Transcribe nothing except the lines below that run from the one with "Query: boat reflection" to the one with "of the shelf", ends included, and do not copy any picture.

-- Records for this exercise follows --

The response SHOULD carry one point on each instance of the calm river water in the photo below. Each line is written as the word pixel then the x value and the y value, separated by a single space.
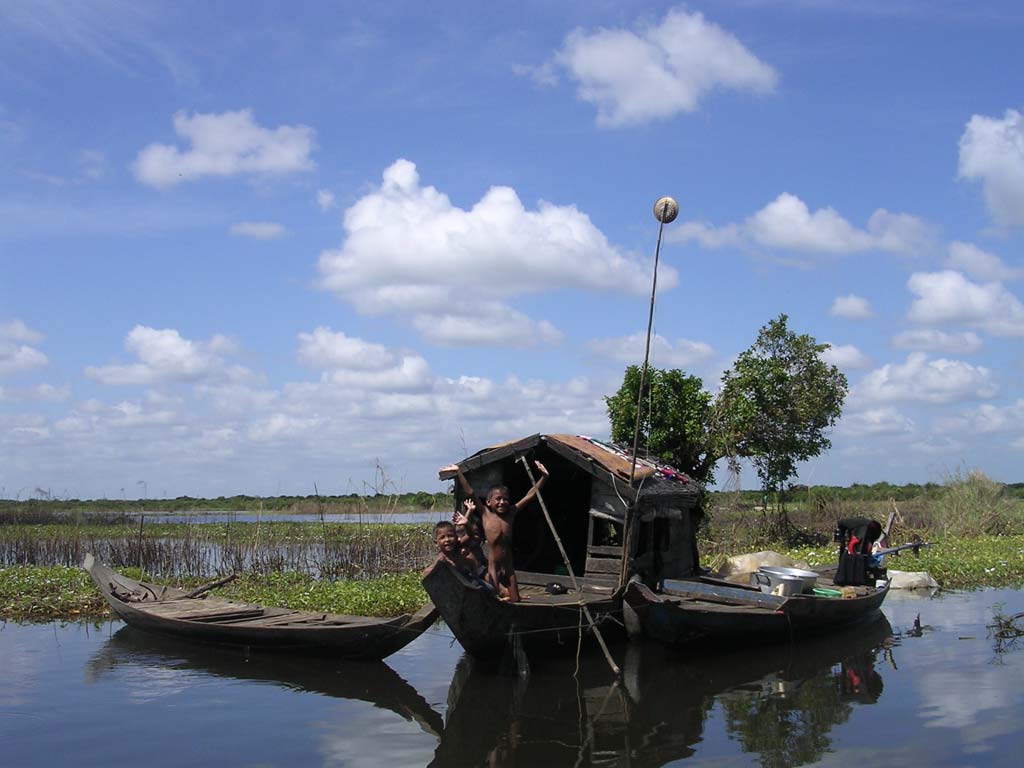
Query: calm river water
pixel 898 692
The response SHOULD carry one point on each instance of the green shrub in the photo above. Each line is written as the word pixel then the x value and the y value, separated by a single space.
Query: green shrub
pixel 971 504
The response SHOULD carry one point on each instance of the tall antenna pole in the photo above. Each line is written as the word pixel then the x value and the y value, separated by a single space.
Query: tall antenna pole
pixel 666 210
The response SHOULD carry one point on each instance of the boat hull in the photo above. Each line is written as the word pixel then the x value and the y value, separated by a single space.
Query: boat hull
pixel 541 624
pixel 675 620
pixel 169 611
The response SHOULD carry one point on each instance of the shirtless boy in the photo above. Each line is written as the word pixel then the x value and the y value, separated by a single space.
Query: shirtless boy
pixel 469 530
pixel 498 514
pixel 448 547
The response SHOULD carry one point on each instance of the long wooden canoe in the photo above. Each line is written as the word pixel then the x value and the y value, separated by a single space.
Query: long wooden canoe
pixel 214 620
pixel 704 610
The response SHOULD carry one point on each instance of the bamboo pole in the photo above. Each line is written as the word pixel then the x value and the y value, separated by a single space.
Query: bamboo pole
pixel 666 210
pixel 568 566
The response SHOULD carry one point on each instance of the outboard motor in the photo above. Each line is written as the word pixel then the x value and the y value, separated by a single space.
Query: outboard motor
pixel 855 537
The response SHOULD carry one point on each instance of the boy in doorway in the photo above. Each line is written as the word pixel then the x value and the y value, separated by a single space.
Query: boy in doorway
pixel 498 515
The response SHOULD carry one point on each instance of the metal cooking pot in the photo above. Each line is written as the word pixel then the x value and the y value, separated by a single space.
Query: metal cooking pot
pixel 809 578
pixel 777 585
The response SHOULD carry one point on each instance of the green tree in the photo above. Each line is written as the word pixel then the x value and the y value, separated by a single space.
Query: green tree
pixel 676 423
pixel 779 399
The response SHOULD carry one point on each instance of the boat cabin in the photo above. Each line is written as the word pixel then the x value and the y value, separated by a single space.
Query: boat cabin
pixel 591 502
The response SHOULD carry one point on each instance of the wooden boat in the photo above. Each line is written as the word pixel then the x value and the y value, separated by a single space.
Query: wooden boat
pixel 708 610
pixel 214 620
pixel 487 627
pixel 589 498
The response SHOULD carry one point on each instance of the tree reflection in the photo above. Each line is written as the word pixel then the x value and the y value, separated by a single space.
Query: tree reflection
pixel 791 725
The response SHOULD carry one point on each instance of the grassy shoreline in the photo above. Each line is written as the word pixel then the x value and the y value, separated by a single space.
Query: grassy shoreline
pixel 43 593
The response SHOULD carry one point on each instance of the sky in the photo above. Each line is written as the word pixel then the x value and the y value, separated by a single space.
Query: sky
pixel 261 248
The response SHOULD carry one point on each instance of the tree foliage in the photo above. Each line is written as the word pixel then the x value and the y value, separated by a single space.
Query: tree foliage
pixel 675 423
pixel 775 407
pixel 780 397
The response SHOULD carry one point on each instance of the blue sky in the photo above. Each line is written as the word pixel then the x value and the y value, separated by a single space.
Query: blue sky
pixel 253 247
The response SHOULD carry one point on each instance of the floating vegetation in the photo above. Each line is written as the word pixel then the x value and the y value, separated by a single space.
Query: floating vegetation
pixel 954 562
pixel 329 551
pixel 1006 631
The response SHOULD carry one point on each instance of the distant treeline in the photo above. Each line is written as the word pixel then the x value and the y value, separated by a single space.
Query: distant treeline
pixel 352 503
pixel 421 500
pixel 858 492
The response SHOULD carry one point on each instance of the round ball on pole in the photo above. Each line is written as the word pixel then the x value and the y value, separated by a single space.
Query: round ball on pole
pixel 666 210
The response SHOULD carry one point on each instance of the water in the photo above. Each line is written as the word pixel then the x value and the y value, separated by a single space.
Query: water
pixel 369 517
pixel 935 691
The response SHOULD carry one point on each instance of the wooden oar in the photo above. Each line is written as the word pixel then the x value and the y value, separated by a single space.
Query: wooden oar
pixel 212 586
pixel 568 567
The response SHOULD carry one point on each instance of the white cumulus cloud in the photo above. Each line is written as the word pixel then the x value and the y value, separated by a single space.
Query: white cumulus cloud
pixel 629 349
pixel 931 340
pixel 991 151
pixel 846 356
pixel 16 354
pixel 656 71
pixel 925 380
pixel 980 264
pixel 258 229
pixel 450 271
pixel 986 419
pixel 788 224
pixel 948 297
pixel 325 199
pixel 325 349
pixel 164 355
pixel 224 144
pixel 886 420
pixel 851 306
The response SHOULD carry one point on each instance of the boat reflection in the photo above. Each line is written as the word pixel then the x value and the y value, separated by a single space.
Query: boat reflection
pixel 373 682
pixel 779 701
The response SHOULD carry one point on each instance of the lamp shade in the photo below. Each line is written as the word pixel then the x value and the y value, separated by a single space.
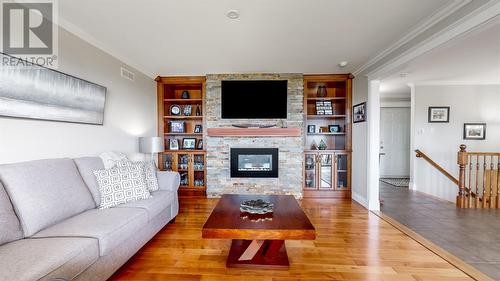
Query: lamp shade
pixel 151 145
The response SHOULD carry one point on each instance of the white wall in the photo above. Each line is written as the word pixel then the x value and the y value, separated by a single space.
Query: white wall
pixel 130 111
pixel 441 141
pixel 360 144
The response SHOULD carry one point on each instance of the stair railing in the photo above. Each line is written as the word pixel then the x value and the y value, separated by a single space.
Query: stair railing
pixel 478 180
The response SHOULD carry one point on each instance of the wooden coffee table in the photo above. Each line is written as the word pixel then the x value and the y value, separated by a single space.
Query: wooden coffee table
pixel 258 241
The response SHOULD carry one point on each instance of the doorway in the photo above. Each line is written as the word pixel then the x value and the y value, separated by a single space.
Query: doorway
pixel 395 129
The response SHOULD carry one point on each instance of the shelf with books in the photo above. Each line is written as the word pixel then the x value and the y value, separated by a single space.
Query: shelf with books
pixel 181 102
pixel 327 104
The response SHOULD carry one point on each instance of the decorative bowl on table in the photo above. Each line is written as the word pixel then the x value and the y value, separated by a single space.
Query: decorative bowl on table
pixel 258 206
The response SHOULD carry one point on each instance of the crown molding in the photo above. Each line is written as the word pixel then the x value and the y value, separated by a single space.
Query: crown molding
pixel 75 30
pixel 418 29
pixel 457 83
pixel 476 19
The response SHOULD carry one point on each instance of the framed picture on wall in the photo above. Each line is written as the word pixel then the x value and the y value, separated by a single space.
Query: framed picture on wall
pixel 474 131
pixel 359 113
pixel 439 114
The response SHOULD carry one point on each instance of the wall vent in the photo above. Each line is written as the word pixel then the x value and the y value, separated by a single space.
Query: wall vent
pixel 127 74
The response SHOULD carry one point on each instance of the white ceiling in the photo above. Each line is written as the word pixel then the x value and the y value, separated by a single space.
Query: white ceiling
pixel 471 59
pixel 194 37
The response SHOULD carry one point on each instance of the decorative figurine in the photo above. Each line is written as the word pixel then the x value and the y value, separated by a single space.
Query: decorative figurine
pixel 322 145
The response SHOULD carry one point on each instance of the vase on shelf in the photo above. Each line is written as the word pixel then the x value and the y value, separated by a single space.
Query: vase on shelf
pixel 321 93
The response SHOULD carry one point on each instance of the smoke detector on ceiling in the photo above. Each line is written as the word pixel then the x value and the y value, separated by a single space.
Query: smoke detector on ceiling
pixel 233 14
pixel 343 63
pixel 127 74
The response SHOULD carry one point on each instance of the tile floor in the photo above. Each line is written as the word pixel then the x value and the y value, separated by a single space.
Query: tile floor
pixel 473 235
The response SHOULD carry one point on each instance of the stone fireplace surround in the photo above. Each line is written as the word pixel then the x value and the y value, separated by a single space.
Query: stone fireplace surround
pixel 291 149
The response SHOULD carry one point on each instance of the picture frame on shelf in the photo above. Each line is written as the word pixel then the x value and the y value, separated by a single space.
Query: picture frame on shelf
pixel 439 114
pixel 188 110
pixel 334 128
pixel 177 127
pixel 173 144
pixel 189 143
pixel 474 131
pixel 359 113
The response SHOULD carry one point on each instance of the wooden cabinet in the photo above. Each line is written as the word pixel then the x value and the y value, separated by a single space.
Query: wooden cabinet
pixel 326 171
pixel 327 156
pixel 181 108
pixel 190 165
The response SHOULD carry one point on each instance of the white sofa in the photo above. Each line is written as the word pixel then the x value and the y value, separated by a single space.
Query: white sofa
pixel 50 226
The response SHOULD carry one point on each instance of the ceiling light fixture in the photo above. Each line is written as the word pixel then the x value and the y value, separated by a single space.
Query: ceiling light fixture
pixel 233 14
pixel 343 64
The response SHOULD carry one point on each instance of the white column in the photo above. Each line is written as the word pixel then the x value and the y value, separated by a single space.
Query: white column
pixel 373 119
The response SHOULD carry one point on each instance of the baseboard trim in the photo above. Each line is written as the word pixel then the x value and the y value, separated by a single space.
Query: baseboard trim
pixel 360 199
pixel 451 259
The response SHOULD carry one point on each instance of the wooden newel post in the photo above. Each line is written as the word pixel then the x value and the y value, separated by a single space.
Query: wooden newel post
pixel 462 200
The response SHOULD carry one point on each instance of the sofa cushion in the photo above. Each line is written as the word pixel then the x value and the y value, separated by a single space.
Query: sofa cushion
pixel 110 158
pixel 110 226
pixel 121 185
pixel 149 169
pixel 45 192
pixel 159 201
pixel 43 259
pixel 168 180
pixel 86 166
pixel 10 229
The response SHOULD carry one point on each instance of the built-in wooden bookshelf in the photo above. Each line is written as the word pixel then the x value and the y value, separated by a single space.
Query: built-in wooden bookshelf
pixel 327 105
pixel 184 93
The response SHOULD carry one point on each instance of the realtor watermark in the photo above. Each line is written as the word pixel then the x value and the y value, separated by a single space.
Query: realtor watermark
pixel 29 33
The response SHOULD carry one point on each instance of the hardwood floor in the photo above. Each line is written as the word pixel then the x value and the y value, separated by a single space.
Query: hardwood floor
pixel 351 244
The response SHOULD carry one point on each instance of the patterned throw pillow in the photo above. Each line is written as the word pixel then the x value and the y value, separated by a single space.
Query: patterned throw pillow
pixel 149 168
pixel 121 185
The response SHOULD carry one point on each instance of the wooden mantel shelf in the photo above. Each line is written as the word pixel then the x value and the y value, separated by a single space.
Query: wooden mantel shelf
pixel 254 132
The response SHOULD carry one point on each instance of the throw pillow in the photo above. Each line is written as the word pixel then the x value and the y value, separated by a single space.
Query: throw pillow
pixel 149 168
pixel 121 185
pixel 110 158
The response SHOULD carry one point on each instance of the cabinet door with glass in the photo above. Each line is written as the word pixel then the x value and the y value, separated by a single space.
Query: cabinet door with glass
pixel 198 163
pixel 342 171
pixel 311 173
pixel 184 169
pixel 325 171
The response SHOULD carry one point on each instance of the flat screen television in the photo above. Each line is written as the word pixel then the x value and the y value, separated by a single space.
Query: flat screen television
pixel 254 99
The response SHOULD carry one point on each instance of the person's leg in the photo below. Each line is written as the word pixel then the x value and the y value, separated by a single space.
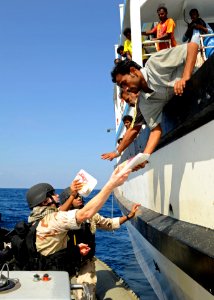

-- Records for this exercise concluded --

#### Result below
Query: boat reflection
pixel 373 682
pixel 779 701
The response SHOULD carry one point on each instance of the lamp shade in the photo below. Each line is written as the word pixel then the x value and the y value, separated by a single space.
Query: lamp shade
pixel 151 145
The response SHOULD carry one point on each instance of the white wall in the photo above. Each line is written as the word pixel then the x value and the y value, separated by a single space.
Query: white wall
pixel 130 111
pixel 441 141
pixel 360 144
The response SHOULD carry one point on each instance of the stair railing in the photo above. Each line is written as the word pixel then the x value and the y value, separated by a single space.
Query: stair railing
pixel 478 180
The response SHOULD carry one point on each instance of the wooden coffee table in the photo above. Each line is written as the word pixel then the x value and the y value, separated by a single space.
Query: wooden coffee table
pixel 258 241
The response SHOULD carry one point on each instance of the doorway in the photo above. Each line is written as the word pixel then the x value and the y value, separated by a single space.
Query: doorway
pixel 395 129
The response SHOULD carry one point on each instance of the shelf with books in the photo above. Each line is written as the word pixel then the x value and the y value, separated by a single space.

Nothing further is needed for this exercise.